Problem to work on: Reproduce each of the rows below word for word, keeping every line in the same order.

Start of Data supplied

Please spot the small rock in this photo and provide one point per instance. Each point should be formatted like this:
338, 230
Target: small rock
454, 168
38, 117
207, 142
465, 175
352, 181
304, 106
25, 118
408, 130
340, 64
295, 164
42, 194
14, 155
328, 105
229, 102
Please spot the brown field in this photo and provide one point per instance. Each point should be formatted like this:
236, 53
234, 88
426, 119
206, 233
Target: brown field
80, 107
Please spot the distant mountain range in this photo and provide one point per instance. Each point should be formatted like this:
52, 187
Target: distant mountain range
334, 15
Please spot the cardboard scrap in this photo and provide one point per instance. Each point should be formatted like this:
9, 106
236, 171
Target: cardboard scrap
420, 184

End of Data supplied

Response to the task:
Please spot the small rock in this photo and provide one point per instance. Each point should be formatted like this:
338, 230
Target: small rock
454, 168
38, 117
207, 142
465, 175
352, 181
304, 106
25, 118
408, 130
340, 64
295, 164
42, 194
14, 155
328, 105
229, 102
Please spot the brown field in this photo and provide one point per instance. Each point should be formatted like this:
236, 53
234, 88
426, 119
206, 233
Target: brown field
80, 107
Please spot the distant mountain range in this photo and provide one point per instance. Each point should be formatted like this:
52, 187
Target: distant mountain range
334, 15
Please spot the cardboard scrap in this photo and provide one point per instance. Each point should be formatted like this:
9, 106
236, 171
Target: cardboard scrap
420, 184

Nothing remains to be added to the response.